** PROBLEM TO SOLVE **
Which lines of the entries contain the word "parked"? Please list them.

** PROVIDED DATA **
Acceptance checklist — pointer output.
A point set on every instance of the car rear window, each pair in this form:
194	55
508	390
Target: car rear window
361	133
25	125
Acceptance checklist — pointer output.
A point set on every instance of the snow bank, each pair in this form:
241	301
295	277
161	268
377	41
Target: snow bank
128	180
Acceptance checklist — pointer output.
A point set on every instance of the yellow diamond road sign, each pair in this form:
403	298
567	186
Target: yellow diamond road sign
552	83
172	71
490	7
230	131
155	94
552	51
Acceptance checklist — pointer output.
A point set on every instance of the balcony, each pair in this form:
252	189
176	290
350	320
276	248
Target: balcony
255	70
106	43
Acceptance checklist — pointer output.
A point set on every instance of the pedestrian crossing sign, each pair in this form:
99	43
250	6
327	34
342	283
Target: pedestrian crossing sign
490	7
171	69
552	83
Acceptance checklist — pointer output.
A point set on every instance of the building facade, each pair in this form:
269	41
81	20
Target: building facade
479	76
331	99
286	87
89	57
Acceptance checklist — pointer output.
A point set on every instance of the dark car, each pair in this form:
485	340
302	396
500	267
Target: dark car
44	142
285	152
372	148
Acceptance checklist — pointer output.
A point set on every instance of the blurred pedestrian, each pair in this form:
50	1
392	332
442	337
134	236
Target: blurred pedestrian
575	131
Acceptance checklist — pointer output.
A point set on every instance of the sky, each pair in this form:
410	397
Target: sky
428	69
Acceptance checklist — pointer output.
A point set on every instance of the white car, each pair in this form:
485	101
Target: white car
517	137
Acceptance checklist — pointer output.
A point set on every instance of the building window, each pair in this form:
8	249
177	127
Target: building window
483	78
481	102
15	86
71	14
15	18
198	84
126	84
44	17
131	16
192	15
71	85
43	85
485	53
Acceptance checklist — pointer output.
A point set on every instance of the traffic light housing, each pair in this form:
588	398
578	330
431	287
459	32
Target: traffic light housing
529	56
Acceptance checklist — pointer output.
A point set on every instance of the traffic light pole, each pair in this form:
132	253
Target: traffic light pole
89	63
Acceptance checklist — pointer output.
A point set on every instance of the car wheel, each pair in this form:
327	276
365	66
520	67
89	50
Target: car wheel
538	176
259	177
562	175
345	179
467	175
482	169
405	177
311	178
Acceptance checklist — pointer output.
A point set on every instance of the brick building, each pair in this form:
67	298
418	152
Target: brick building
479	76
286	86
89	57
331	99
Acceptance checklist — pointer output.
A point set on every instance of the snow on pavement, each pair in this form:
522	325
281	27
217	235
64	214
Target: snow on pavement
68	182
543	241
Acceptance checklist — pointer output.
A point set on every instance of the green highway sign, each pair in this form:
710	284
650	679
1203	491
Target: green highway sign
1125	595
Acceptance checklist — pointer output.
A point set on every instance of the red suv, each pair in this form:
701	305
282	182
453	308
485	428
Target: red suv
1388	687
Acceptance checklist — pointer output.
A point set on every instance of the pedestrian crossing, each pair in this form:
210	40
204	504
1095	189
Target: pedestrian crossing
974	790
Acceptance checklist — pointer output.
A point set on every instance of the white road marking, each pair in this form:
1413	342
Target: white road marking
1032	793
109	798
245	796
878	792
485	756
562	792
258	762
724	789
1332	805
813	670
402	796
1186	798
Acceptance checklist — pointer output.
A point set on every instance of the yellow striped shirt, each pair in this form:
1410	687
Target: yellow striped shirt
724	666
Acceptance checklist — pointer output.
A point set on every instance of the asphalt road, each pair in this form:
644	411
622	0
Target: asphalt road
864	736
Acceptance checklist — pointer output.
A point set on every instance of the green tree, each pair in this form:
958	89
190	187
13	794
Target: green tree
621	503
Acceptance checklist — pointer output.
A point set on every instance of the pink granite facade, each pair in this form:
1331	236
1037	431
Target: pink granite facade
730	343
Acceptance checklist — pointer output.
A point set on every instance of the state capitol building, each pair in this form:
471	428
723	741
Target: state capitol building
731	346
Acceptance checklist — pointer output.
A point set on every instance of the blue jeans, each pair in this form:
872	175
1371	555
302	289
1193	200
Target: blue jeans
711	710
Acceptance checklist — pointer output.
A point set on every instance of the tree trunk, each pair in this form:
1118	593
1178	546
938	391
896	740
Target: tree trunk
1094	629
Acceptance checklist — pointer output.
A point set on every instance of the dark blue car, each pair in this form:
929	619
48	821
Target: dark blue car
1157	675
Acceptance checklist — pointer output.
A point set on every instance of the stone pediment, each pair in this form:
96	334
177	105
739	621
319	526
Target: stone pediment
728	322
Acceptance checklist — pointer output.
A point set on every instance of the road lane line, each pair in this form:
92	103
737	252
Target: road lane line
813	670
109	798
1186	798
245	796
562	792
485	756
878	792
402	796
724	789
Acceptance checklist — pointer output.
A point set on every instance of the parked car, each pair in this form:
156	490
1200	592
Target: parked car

** WRITTEN ANSWER **
A point set on every instance of the parked car, each pair in this form:
Target: parked car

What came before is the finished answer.